━━━ Page excerpt

Monday 27 February 2017

Brutus and Other Heroines

A fascinating book
Here's my thoughts for Artshub http://publishing.artshub.com.au/news-article/reviews/writing-and-publishing/lynne-lancaster/brutus-and-other-heroines-by-harriet-walter-253214Lynne Lancaster
Dame Harriet Walter gives insight into some of the roles she has played.
Brutus and Other Heroines By Harriet Walter
Book cover:  Brutus and Other Heroines: Playing Shakespeare's roles for Women by Harriet Walter. Image via Nick Hern Books.
Apart from the Shakespearean characters listed in this book, Dame Harriet Walter has played many other great classical stage roles including: the Duchess of Malfi, Hedda Gabler, Nina in Thomas Kilroy’s Irish version of Chekhov’s The Seagull, Masha in Three Sisters, Anna Petrovna in Ivanov, Hester in The Deep Blue Sea and Elizabeth I in Schiller’s Mary Stuar. She has also performed in several contemporary classics including Caryl Churchill’s Cloud Nine, Harold Pinter’s Old Times, Lillian Hellman’s The Children’s Hour, and as Linda in Arthur Miller’s Death of a Salesman. She has created roles in new plays including Tom Stoppard’s Arcadia and Yasmina Reza’s Life x 3 to name just two. She has also made many TV and film appearances.

━━━━━━
━━━ Data provided

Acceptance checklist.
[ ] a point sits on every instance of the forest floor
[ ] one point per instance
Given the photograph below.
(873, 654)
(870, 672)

━━━━━━
━━━ Data provided

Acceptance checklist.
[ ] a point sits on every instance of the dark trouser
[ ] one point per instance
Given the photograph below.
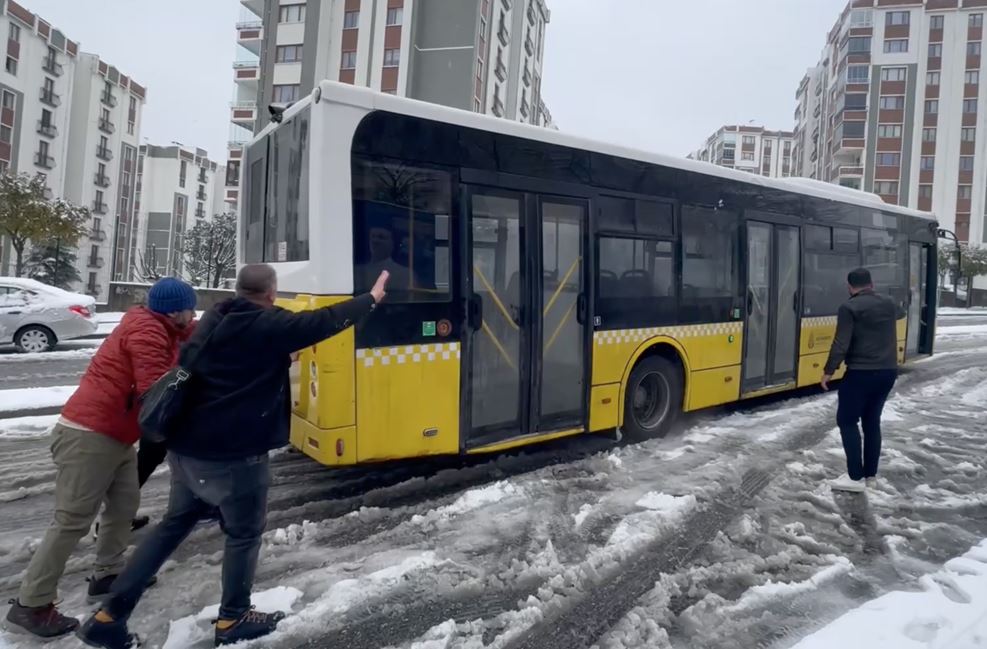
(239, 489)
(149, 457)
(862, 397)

━━━━━━

*Do this:*
Answer these questions using the review of Harriet Walter's book:
(a) Which publisher is credited for the book cover image?
(b) What role did Walter play in Arthur Miller's Death of a Salesman?
(c) In which Tom Stoppard play did she create a role?
Nothing in the entries is needed here.

*Written response:*
(a) Nick Hern Books
(b) Linda
(c) Arcadia